One particularly conspicuous feature of Fred's playing (ironically, given his respect for the printed page) is the way in which he consistently lengthens or shortens specific bars in many of his tunes, whether learnt orally or from print (playing 'crooked' as it's known across the Atlantic).  Tracklist on one of Fred's cassettesThis trait appears in his very earliest tunes - Pigeon on the Gate/Manchester Hornpipe - and standards like Off to California.  His only real shortcoming is in his intonation, in that his pitch on the top string - the E string - is sometimes a little sharp, possibly because of the way he tuned it.

The recordings

Fred was recorded playing scores of tunes for the late Keith Summers, John Howson and Carole Pegg, and he also made taped recordings of himself for Keith and others, identifying one of them as Old-time hornpipes, polkas, jigs etc.  As much use has been made of the latter as possible, to avoid duplicating Keith's own recordings which can be listened to on the National Sound Archive website.  The recordings are of varying quality, but even the poorest are good enough, we feel, to give an accurate impression of Fred in his own environment.

# # # #

Stated goal A:
Transcribe word for word the part of the passage on Fred's playing that begins with the words containing "Fred was recorded" and ends with "his own environment.".
The passage on Fred's playing has no connection to the listing that comes after it.

Point annotation records:
# # # #

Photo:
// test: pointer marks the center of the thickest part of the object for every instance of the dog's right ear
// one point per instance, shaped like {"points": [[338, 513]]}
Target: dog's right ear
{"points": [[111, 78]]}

# # # #

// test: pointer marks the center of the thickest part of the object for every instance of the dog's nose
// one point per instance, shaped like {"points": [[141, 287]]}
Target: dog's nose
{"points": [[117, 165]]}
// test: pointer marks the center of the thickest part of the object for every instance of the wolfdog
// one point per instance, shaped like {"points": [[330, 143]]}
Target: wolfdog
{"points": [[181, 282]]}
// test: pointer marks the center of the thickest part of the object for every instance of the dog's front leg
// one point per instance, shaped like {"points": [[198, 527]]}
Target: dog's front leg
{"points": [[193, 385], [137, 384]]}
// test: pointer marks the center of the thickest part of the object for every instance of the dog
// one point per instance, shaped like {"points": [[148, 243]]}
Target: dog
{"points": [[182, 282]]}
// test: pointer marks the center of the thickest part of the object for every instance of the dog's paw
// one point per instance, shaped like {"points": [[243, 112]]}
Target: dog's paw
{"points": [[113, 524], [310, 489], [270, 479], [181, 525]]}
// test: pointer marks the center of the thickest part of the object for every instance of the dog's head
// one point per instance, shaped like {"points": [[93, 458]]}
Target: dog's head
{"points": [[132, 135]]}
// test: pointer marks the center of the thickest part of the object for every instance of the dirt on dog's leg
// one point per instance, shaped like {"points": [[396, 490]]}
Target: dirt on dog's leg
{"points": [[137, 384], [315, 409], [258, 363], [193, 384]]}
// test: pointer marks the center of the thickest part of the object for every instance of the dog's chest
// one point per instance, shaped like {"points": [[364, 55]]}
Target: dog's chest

# # # #

Stated goal B:
Format as a numbered list the lines of the listing from the line containing "the dirt on dog's leg" through the line containing "Target: dog's chest", both included, with blank lines omitted.

Worked solution A:
Fred was recorded playing scores of tunes for the late Keith Summers, John Howson and Carole Pegg, and he also made taped recordings of himself for Keith and others, identifying one of them as Old-time hornpipes, polkas, jigs etc.  As much use has been made of the latter as possible, to avoid duplicating Keith's own recordings which can be listened to on the National Sound Archive website.  The recordings are of varying quality, but even the poorest are good enough, we feel, to give an accurate impression of Fred in his own environment.

Worked solution B:
1. // test: pointer marks the center of the thickest part of the object for every instance of the dirt on dog's leg
2. // one point per instance, shaped like {"points": [[396, 490]]}
3. Target: dirt on dog's leg
4. {"points": [[137, 384], [315, 409], [258, 363], [193, 384]]}
5. // test: pointer marks the center of the thickest part of the object for every instance of the dog's chest
6. // one point per instance, shaped like {"points": [[364, 55]]}
7. Target: dog's chest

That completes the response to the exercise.